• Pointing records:

.....

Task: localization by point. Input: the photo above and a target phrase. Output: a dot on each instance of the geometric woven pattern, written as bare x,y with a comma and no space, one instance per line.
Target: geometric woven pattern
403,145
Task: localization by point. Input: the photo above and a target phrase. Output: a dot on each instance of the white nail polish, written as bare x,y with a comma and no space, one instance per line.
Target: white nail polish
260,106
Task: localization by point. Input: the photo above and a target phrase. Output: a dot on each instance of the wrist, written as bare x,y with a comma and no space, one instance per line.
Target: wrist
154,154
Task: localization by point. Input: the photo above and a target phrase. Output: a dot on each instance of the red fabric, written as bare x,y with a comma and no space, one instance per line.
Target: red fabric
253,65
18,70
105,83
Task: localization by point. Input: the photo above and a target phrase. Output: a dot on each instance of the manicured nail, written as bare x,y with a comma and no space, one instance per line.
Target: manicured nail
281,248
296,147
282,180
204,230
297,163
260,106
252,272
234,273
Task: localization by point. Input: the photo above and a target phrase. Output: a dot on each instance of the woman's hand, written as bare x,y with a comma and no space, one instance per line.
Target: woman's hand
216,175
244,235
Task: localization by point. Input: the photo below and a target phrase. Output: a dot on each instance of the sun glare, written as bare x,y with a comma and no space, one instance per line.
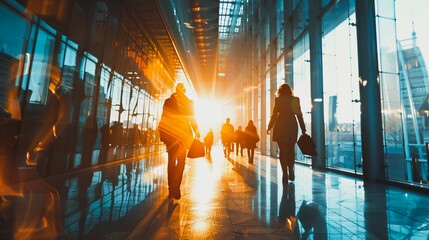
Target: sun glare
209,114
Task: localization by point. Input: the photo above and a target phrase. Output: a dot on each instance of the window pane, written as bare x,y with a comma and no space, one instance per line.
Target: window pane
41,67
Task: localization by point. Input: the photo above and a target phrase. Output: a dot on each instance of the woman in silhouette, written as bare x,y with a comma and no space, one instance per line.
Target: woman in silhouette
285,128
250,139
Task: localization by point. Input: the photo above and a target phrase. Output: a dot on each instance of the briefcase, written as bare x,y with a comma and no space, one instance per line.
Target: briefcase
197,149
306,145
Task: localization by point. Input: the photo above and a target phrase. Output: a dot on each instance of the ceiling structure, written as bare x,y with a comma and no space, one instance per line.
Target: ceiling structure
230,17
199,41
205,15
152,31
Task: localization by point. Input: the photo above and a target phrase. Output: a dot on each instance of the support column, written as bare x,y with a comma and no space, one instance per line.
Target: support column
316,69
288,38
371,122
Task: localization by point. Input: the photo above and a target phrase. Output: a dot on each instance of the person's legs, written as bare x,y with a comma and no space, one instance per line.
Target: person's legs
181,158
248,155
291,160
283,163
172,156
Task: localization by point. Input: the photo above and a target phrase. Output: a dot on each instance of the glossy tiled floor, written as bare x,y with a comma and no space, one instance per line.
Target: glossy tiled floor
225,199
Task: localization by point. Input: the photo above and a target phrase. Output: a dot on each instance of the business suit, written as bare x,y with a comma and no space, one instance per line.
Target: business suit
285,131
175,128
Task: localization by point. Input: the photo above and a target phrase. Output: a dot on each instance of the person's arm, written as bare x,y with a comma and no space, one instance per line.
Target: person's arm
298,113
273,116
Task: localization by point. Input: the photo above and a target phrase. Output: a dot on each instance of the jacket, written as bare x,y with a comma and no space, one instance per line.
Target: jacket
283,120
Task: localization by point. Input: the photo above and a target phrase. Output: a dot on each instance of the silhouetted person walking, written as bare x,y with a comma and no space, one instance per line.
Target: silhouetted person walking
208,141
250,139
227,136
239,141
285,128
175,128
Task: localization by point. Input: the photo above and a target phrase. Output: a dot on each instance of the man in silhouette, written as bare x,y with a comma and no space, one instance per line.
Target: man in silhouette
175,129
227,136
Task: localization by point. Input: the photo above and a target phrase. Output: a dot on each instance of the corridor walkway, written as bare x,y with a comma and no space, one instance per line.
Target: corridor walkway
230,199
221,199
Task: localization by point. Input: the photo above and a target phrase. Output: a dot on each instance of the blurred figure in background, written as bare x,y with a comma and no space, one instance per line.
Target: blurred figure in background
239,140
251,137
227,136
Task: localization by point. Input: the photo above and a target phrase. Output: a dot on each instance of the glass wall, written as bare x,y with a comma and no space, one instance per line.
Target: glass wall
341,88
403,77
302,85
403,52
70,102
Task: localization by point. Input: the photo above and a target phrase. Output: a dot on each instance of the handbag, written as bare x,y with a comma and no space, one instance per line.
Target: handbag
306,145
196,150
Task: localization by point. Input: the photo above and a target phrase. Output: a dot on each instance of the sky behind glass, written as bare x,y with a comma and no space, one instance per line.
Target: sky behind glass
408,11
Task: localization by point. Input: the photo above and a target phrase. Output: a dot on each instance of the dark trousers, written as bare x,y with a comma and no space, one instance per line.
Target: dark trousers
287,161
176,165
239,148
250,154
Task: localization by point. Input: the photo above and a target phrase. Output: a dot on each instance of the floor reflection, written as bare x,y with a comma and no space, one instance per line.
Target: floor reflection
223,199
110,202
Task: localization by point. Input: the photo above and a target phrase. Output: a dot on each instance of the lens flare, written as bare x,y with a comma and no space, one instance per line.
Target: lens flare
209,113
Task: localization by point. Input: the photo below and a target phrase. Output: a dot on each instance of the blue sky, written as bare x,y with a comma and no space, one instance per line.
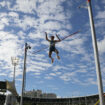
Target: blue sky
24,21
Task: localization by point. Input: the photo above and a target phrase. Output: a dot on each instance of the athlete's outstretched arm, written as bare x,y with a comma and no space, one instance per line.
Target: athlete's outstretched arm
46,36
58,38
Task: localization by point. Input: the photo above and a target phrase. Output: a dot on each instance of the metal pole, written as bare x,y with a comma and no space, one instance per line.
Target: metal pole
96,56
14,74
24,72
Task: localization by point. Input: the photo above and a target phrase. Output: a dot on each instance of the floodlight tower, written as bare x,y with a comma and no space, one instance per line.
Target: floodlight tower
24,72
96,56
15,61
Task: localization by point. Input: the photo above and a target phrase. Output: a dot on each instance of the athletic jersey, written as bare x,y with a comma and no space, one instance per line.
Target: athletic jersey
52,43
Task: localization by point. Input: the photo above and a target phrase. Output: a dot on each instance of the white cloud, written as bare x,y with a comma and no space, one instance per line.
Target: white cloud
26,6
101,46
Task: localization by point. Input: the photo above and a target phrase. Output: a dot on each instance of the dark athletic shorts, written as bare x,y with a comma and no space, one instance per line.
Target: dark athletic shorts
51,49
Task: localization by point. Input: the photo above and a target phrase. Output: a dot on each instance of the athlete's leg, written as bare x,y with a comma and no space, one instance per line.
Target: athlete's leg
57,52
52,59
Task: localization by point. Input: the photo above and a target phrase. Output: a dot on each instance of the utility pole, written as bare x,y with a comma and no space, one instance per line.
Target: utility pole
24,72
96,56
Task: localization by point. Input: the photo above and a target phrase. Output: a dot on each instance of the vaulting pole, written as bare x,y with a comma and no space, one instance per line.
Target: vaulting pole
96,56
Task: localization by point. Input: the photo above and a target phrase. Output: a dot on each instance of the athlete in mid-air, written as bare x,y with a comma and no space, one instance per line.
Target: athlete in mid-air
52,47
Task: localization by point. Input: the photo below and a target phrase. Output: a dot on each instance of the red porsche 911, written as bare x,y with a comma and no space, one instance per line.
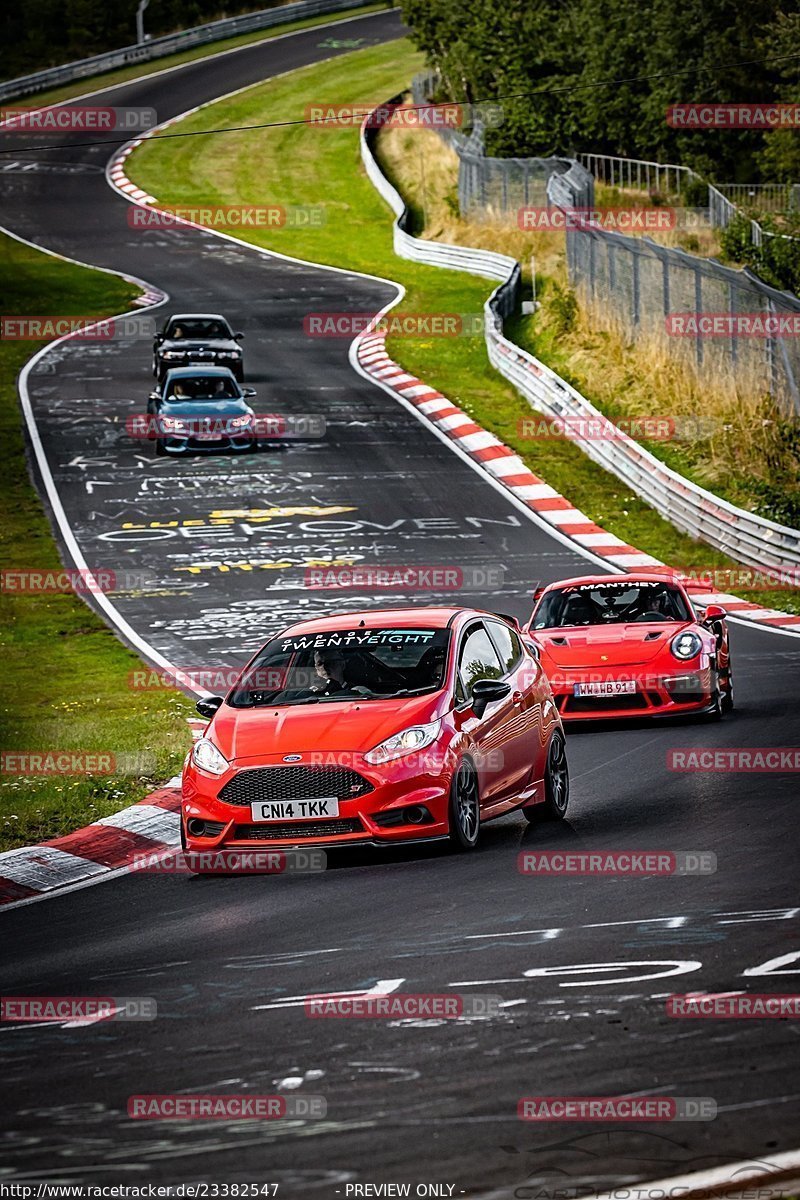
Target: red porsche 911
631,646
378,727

.....

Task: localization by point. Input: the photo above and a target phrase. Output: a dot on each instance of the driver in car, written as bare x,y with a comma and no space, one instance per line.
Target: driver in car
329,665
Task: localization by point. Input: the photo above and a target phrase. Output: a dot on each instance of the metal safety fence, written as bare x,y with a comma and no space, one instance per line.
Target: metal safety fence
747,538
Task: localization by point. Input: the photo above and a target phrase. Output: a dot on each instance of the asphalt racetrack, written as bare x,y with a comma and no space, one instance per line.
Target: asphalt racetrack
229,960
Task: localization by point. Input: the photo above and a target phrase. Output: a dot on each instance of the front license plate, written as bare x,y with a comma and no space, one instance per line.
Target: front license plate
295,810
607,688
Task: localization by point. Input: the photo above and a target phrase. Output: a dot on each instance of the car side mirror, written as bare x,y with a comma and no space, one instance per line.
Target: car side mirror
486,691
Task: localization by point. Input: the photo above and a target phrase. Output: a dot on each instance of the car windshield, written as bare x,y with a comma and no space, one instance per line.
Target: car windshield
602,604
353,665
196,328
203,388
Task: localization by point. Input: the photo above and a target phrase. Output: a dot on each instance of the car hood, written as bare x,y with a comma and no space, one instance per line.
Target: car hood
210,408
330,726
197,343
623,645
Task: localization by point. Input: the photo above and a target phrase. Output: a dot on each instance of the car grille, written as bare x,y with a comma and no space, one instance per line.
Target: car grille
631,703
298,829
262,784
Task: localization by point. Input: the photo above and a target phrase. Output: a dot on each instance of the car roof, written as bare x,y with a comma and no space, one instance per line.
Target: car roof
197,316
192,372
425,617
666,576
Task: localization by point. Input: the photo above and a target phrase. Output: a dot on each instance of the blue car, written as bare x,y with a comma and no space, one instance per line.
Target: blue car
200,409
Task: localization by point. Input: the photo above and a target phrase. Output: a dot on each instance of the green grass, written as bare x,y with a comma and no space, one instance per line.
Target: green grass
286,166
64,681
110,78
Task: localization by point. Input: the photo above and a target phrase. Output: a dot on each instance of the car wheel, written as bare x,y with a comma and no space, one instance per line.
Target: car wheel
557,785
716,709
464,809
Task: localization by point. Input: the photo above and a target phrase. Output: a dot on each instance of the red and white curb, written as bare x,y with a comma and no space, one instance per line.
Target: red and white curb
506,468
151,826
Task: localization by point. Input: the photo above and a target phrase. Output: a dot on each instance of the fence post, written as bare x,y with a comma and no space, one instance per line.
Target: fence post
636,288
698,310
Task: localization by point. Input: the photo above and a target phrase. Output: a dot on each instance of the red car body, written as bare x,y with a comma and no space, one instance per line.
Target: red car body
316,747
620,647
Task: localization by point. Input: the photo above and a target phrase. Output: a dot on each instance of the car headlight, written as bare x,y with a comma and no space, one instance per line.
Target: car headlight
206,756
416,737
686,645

.....

• What is required:
Which lines of the data above contain the string "roof"? List each such line in full, treating uppercase and lowercase letters as different.

• Full response:
Task: localization by point. Input: the photo above and a target phrase. Output: a dot on each instance of the car roof, written as bare x,y with a comma and no space, one instance per line.
Target: car roof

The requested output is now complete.